▶ _Region annotation items_:

---------------

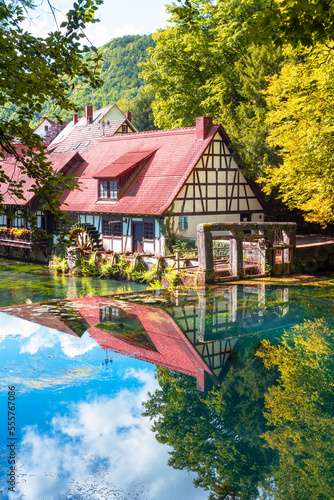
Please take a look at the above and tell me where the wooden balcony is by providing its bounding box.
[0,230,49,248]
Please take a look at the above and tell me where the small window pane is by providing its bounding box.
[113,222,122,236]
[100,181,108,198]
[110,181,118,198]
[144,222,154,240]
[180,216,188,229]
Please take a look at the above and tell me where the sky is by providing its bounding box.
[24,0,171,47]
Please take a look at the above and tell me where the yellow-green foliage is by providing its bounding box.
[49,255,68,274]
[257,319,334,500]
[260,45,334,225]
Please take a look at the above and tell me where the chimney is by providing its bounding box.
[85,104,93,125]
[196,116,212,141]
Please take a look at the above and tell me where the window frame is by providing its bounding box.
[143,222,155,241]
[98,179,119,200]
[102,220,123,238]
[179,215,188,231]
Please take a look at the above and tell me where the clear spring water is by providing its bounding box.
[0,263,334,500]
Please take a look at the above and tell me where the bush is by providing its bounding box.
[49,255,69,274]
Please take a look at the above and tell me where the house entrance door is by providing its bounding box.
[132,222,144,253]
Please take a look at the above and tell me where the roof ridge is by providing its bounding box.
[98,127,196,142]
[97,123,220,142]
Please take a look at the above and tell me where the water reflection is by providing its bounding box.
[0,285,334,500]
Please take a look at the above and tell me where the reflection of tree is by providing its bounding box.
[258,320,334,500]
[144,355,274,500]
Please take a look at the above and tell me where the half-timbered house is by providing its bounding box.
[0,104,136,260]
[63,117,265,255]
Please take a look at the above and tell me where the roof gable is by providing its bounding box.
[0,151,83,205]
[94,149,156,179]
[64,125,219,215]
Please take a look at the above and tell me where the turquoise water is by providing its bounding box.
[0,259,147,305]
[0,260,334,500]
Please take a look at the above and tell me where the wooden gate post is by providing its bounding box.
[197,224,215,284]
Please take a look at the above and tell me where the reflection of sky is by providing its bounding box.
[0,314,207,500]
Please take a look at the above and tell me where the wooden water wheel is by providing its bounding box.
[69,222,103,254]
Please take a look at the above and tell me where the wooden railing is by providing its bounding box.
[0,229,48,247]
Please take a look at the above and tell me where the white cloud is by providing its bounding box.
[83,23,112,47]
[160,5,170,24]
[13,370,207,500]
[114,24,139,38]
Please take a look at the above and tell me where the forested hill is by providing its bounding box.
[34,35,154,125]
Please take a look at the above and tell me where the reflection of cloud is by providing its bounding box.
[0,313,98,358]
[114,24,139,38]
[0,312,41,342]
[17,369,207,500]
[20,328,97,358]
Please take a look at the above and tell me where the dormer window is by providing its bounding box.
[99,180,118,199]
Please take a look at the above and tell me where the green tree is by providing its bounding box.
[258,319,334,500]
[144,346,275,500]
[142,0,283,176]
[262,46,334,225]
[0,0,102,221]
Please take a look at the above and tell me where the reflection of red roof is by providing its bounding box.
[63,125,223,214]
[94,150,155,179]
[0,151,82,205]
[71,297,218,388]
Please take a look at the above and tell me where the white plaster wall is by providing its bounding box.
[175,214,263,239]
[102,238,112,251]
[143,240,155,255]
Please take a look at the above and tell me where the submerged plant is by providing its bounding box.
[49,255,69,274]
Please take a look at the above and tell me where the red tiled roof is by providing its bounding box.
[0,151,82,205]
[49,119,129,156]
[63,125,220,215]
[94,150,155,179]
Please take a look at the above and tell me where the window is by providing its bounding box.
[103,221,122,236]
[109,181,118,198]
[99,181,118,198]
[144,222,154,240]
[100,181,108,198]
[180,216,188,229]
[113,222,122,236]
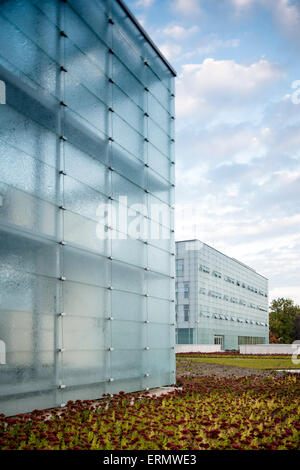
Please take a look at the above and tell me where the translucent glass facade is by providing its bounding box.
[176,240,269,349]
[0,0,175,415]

---------------

▶ _Directions for this task_: Retype the items above exactly, starting at the line containing "railing is by providing its bounding box." and ending at the line containing "[0,0,102,221]", with both of those lines included.

▶ _Exercise answer_:
Please take a look at the above and tell me where the wooden railing is by providing its bounding box.
[0,229,48,247]
Please take a look at the above and tell me where the white cloud is by providing its bounding box.
[83,23,112,47]
[160,5,170,24]
[13,370,207,500]
[114,24,139,38]
Please take a look at the above and tell me where the forested hill is by providing its bounding box.
[34,35,154,125]
Please take a look at the above and tell me where the reflection of cloud is by providing its bounding box.
[0,313,98,358]
[114,24,139,38]
[0,312,41,342]
[17,369,207,500]
[20,328,97,358]
Please take a look at the above and tell me where the dormer window is by providing its bounding box.
[99,180,118,199]
Please take a look at the above and tell me where the green tree is by providing its bounding box.
[258,319,334,500]
[144,346,275,500]
[142,0,283,176]
[262,46,334,225]
[0,0,102,221]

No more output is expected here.